__Requirement__
Return, word for word, the lines of the listing below from the one with "column 579, row 80" through the one with "column 548, row 12", and no other lines.

__Dataset entries__
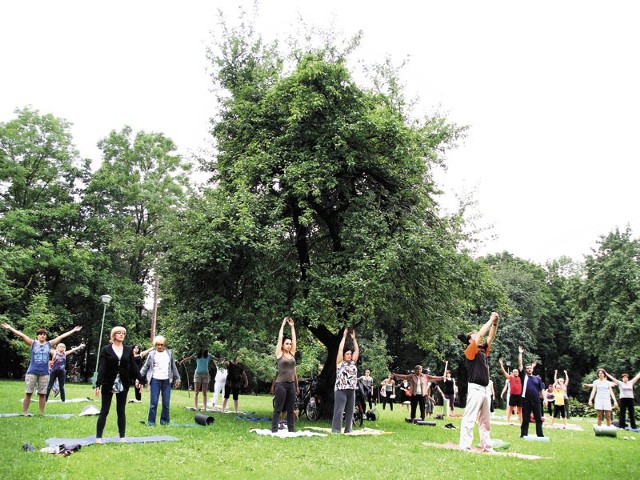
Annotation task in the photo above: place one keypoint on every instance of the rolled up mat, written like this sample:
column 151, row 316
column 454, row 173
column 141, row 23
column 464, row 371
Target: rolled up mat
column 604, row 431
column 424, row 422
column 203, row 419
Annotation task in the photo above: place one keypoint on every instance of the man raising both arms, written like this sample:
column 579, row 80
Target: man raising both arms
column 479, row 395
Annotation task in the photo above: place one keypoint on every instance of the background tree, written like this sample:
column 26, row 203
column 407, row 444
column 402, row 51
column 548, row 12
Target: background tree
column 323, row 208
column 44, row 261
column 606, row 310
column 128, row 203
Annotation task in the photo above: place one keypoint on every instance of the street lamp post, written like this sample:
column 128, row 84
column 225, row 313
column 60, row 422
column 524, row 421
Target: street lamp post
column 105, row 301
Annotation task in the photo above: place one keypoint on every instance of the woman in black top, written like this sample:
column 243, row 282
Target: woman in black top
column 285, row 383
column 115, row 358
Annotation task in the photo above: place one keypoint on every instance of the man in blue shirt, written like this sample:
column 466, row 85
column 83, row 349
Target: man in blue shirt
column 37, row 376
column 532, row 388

==

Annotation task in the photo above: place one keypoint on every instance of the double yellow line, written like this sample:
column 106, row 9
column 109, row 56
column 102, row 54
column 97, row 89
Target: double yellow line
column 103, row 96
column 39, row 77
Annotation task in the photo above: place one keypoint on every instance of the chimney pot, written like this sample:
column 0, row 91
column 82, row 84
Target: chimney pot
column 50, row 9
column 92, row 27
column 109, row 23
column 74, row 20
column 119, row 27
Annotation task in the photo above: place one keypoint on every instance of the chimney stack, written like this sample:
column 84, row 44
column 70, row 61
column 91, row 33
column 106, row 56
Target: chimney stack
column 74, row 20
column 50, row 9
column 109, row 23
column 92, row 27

__Written response__
column 579, row 80
Target: man raising both arms
column 479, row 395
Annotation task in the photo above: place one keypoint on every instance of the background tree, written like this sample:
column 26, row 203
column 407, row 444
column 402, row 51
column 548, row 12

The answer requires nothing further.